The task
Take the entries below and print all of them exactly, please.

Data shown
★ ★ ★ ★ ★ ★ ★

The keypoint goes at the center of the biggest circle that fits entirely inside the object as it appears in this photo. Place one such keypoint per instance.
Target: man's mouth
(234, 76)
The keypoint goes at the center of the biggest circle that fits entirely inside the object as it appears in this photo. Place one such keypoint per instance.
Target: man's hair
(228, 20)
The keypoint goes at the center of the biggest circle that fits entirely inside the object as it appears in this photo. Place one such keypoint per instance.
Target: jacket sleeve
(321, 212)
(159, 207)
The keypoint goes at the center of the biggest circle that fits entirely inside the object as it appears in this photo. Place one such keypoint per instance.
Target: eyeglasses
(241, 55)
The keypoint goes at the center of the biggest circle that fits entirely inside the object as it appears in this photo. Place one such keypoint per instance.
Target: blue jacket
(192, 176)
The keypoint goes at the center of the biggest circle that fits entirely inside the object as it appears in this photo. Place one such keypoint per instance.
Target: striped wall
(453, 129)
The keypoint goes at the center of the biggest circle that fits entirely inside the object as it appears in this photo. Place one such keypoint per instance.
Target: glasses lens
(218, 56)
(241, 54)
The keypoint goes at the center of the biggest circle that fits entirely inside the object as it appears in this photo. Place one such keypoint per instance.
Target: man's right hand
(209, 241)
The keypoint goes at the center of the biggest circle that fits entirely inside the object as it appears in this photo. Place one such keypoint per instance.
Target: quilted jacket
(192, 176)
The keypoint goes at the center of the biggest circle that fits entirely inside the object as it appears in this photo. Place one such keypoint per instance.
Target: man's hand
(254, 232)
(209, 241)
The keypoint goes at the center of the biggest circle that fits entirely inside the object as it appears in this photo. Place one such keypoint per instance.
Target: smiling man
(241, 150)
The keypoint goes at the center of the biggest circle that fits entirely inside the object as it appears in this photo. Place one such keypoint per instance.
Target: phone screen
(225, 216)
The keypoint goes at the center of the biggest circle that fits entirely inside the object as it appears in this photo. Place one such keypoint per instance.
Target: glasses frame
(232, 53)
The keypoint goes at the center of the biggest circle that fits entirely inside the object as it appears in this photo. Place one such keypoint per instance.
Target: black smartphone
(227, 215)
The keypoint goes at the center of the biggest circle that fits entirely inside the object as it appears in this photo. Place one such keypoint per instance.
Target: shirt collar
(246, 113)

★ ★ ★ ★ ★ ★ ★

Response to the exercise
The keypoint goes at the center of the biggest circle that fits entirely inside the object as it appears in this photo. Place one such keypoint per instance.
Target: man's mouth
(234, 76)
The keypoint goes at the center of the biggest circle that fits entirely inside the object as it appears in this photo. Place one such keypoint per instance.
Target: man's hair
(228, 20)
The keypoint goes at the center of the biggest circle that fits entirely inside the object as it appears in this photo. Place one such keypoint per instance.
Target: jacket sleeve
(321, 212)
(159, 207)
The keypoint goes at the center of the biggest circle that fits entirely inside the object as it appears in this photo. Place one such keypoint per instance.
Target: eyeglasses
(241, 55)
The keypoint goes at the center of the biggest circle that fits entirely inside the object as it appears in this photo. Place one such keypoint per instance.
Target: blue jacket
(192, 176)
The keypoint goes at the center of the biggest circle that fits entirely inside the object as it appears in this photo. Place one such keypoint per instance.
Target: striped wall
(453, 129)
The keypoint goes at the center of the biggest circle that fits entirely inside the object as it appears in this photo. Place one such keypoint per instance.
Target: glasses lens
(218, 56)
(241, 54)
The keypoint goes at the center of the biggest circle that fits entirely inside the object as it appears in this photo. Place one such keypoint per instance.
Target: man's right hand
(209, 241)
The keypoint goes at the center of the biggest circle that fits entirely inside the object as it appears in this photo. Place one such keypoint per instance.
Target: quilted jacket
(192, 176)
The keypoint goes at the center of the biggest circle that fits entirely inside the object as it appears in this photo. Place one such keypoint per instance.
Target: man's hand
(254, 232)
(209, 241)
The keypoint goes at the center of the biggest circle that fits entirely inside the object as it appears in this photo. Place one such keypoint per instance.
Target: smiling man
(241, 150)
The keypoint goes at the center of the biggest circle that fits entirely inside the object as it appears in this photo. Place one such keypoint per instance.
Target: phone screen
(225, 216)
The keypoint goes at the center of the biggest circle that fits entirely inside the object as it appears in this photo. Place one such keypoint per instance.
Target: glasses frame
(232, 53)
The keypoint goes at the center of the biggest circle that fits entirely inside the object as it appears in this photo. Place one such keypoint per instance.
Target: black smartphone
(227, 215)
The keypoint goes at the center of the biggest circle that fits entirely inside the object as it appears in this photo. Place one such keypoint per instance.
Target: shirt collar
(246, 113)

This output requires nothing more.